*Goal*
Reproduce each of the records below verbatim, omitting the pictures from your answer.

*Input data*

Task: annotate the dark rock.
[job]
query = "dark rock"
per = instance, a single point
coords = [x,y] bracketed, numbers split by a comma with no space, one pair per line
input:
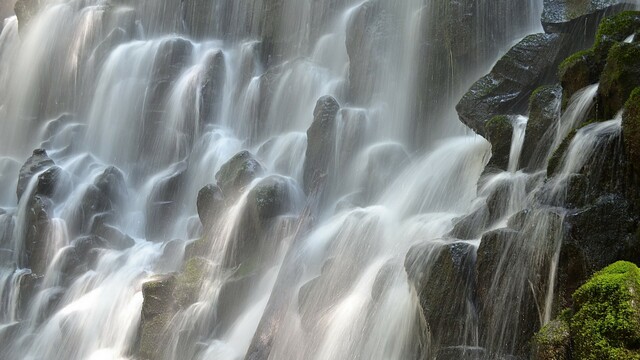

*Output of the task*
Task: annotate the dark rock.
[job]
query = "dark rock"
per = instance, a single point
coords = [x,y] bracketed, numbers split by a comma with no space, one pair per line
input:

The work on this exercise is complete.